= YOUR OBJECTIVE =
Print every line of the listing exactly, please.

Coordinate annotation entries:
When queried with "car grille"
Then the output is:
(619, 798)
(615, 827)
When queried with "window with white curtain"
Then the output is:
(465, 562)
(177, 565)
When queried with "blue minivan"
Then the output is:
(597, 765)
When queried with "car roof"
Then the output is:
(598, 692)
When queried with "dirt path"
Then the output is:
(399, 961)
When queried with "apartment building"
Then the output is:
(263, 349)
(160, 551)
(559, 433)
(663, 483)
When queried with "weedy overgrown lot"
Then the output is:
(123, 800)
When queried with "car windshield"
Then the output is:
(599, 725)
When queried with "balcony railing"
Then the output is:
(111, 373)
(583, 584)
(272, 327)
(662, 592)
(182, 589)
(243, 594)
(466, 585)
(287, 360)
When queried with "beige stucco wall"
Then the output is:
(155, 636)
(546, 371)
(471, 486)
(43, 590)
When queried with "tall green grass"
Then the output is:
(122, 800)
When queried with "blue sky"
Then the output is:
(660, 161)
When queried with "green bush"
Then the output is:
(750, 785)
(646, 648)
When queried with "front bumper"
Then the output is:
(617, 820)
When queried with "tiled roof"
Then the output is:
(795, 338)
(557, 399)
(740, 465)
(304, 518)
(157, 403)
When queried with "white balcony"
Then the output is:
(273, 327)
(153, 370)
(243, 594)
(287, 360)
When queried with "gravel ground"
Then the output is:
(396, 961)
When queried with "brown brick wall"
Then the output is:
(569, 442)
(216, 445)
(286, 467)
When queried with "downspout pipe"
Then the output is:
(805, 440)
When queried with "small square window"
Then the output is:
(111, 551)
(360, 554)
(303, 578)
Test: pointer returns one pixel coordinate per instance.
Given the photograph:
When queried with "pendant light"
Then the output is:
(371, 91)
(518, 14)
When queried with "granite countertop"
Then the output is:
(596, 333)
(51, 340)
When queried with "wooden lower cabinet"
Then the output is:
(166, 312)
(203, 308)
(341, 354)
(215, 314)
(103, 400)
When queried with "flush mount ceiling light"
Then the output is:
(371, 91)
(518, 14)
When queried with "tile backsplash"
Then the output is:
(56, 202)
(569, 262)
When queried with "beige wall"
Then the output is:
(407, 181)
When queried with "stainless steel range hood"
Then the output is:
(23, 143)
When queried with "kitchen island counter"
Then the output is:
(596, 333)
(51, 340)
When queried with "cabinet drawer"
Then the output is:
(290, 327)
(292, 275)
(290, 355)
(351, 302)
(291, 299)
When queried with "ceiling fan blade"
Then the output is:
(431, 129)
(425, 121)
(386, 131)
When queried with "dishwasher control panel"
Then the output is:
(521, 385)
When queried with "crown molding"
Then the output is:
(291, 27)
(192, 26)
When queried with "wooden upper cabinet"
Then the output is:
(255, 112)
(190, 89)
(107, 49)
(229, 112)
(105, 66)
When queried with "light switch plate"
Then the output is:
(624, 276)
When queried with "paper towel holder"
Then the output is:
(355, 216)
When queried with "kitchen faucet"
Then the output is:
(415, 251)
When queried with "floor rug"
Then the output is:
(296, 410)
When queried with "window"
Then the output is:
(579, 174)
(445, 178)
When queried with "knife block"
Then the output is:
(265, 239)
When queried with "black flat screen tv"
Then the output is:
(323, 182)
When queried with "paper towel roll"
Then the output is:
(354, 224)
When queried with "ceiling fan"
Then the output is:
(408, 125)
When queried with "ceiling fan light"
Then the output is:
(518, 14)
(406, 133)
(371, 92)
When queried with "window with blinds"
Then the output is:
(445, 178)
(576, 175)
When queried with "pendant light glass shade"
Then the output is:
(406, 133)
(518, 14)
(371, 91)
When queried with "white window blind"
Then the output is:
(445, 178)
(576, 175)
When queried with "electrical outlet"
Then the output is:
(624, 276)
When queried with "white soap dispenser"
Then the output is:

= TASK RESPONSE =
When queried with "car grille"
Then the output is:
(619, 798)
(615, 827)
When queried with "window with white curtain"
Then the output is:
(465, 562)
(177, 565)
When queried with "blue minivan"
Then the output is:
(597, 765)
When queried with "car roof"
Then the output is:
(598, 692)
When queried with "dirt path"
Then the output is:
(399, 961)
When queried with "apartment building"
Then the output is:
(263, 349)
(160, 551)
(559, 433)
(663, 483)
When queried with "weedy overgrown lot"
Then the output is:
(123, 800)
When queried with "car windshield"
Then the output is:
(599, 725)
When queried with "balcony railing"
Then the output is:
(111, 373)
(583, 584)
(272, 327)
(662, 592)
(182, 589)
(243, 594)
(466, 585)
(287, 360)
When queried with "beige stucco wall"
Then the output is:
(155, 636)
(546, 371)
(471, 486)
(43, 590)
When queried with "tall green grass"
Then the output is:
(122, 800)
When queried with "blue sky"
Then the output is:
(660, 161)
When queried with "green bush"
Then the output is:
(750, 785)
(646, 648)
When queried with "front bumper"
Then the output is:
(617, 820)
When queried with "tiled roof"
Then the output is:
(795, 338)
(557, 399)
(740, 465)
(304, 518)
(157, 403)
When queried with "white balcony"
Then the output is:
(273, 327)
(153, 370)
(243, 594)
(287, 360)
When queried with "gravel ground"
Then the output is:
(396, 961)
When queried with "brown brick wall"
Then the output is:
(569, 442)
(216, 445)
(286, 467)
When queried with "downspout pipe"
Then the output is:
(805, 440)
When queried with "small square window"
Then the output is:
(111, 551)
(360, 554)
(303, 578)
Test: pointer returns one pixel coordinate per instance.
Given the photograph:
When queried with "pendant light"
Then the output is:
(371, 91)
(518, 14)
When queried with "granite countertop"
Then the output is:
(596, 333)
(51, 340)
When queried with "wooden lower cabinet"
Then the output is:
(166, 312)
(203, 308)
(341, 354)
(215, 314)
(103, 400)
When queried with "flush mount ceiling light"
Then the output is:
(371, 91)
(518, 14)
When queried with "tile backsplash"
Then the output is:
(56, 202)
(569, 262)
When queried with "beige wall"
Then the output is:
(407, 181)
When queried with "stainless steel range hood"
Then the output is:
(23, 143)
When queried with "kitchen island counter"
Then the output is:
(596, 333)
(51, 340)
When queried with "cabinet drawer"
Then the output is:
(290, 327)
(292, 275)
(290, 355)
(351, 302)
(291, 299)
When queried with "ceiling fan blade"
Then the output is:
(431, 129)
(425, 121)
(386, 131)
When queried with "dishwasher control panel"
Then the output is:
(521, 385)
When queried with "crown molding"
Then the output is:
(291, 27)
(192, 26)
When queried with "wooden upper cabinet"
Then the output is:
(255, 112)
(190, 89)
(107, 49)
(229, 112)
(105, 66)
When queried with "light switch plate"
Then the output is:
(624, 276)
When queried with "paper towel holder"
Then the output is:
(355, 216)
When queried with "kitchen faucet"
Then the output is:
(415, 251)
When queried with "floor rug"
Then the output is:
(296, 410)
When queried with "window"
Then the output is:
(579, 174)
(445, 178)
When queried with "knife block"
Then the output is:
(265, 239)
When queried with "black flat screen tv"
Then the output is:
(323, 182)
When queried with "paper towel roll"
Then the output is:
(354, 224)
When queried with "ceiling fan"
Then the output is:
(408, 125)
When queried with "ceiling fan light"
Then the output is:
(518, 14)
(406, 133)
(371, 92)
When queried with "window with blinds"
Then the output is:
(445, 178)
(576, 175)
When queried with "pendant light glass shade"
Then the output is:
(406, 133)
(518, 14)
(371, 91)
When queried with "white window blind"
Then the output is:
(445, 178)
(576, 175)
When queried with "electrical outlet"
Then the output is:
(624, 276)
When queried with "white soap dispenser"
Then the output is:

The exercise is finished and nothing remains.